**Task goal**
Rewrite the stretch from "There are many" through "past the pandemic." in the essay on starting a career during the pandemic, putting "clients and partners" in place of "students and families".

**Selected passage**
····················

Black tiles with white letters spelling out Work From Home on a brown background

Becoming a Young Professional During a Pandemic: One Year In

When I applied to the FAO Schwarz Fellowship in the winter of 2020, life was different. I submitted my application before heading over to a friend’s house to have a gathering of 15+ people, no masks involved. In late February and early March, as I was interviewing for my position, sanitizing surfaces was a new normal, but still, I did video calls from a classroom at Northwestern, not knowing that I wouldn’t return for a spring quarter. 

Life is different, but working from home is normal to me, as I started during the pandemic. My first interaction with my job was having a laptop dropped off at my house the week I was supposed to start. I logged in and learned about my organization as it exists virtually. Every now and then, my co-workers would reference how we did things when we were in person, but conversation quickly shifted to how we would adapt to the virtual environment, the environment I was onboarded into. 

There are many ways in which Zoom and working from home inhibit us, but we have also discovered new ways to interact with students and families that may stay with us past the pandemic.

Although the pandemic has been detrimental in a lot of ways (making new friends in a city I had never lived in before is uniquely challenging in this virtual world), there are some skills that I am sure many others who became young professionals during this time will have on the other side. My ability to be adaptable and react to a changing environment has increased tenfold. Before March 2020, the idea that my work style would be forced to change overnight would have been frightening, but now I know that anything is possible if an organization puts its mind to it.

····················

**Given data**
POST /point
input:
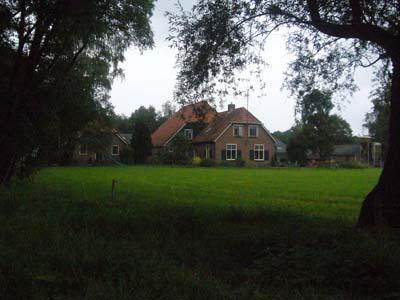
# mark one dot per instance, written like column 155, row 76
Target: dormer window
column 188, row 133
column 253, row 130
column 238, row 130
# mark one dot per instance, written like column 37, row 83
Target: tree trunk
column 382, row 204
column 7, row 168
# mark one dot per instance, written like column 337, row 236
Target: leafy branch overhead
column 218, row 39
column 58, row 61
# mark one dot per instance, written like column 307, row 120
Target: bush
column 351, row 165
column 127, row 156
column 240, row 162
column 208, row 163
column 196, row 161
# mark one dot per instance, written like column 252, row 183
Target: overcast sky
column 150, row 79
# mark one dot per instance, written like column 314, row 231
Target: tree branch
column 365, row 32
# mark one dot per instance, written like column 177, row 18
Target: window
column 207, row 152
column 253, row 130
column 188, row 133
column 231, row 151
column 114, row 150
column 83, row 149
column 258, row 152
column 237, row 130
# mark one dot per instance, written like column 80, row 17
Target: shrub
column 196, row 161
column 208, row 163
column 351, row 165
column 127, row 156
column 240, row 162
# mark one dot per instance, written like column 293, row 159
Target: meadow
column 193, row 233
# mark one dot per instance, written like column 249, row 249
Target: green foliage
column 196, row 161
column 180, row 151
column 127, row 156
column 141, row 141
column 216, row 40
column 377, row 121
column 283, row 136
column 58, row 62
column 96, row 137
column 320, row 130
column 239, row 162
column 298, row 146
column 351, row 165
column 208, row 162
column 252, row 234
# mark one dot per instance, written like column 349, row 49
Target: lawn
column 193, row 233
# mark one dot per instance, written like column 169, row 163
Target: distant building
column 219, row 136
column 363, row 151
column 119, row 142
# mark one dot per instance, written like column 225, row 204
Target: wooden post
column 114, row 182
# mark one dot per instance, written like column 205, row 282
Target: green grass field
column 193, row 233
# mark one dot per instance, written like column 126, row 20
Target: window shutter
column 266, row 155
column 251, row 154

····················

**Response to this task**
There are many ways in which Zoom and working from home inhibit us, but we have also discovered new ways to interact with clients and partners that may stay with us past the pandemic.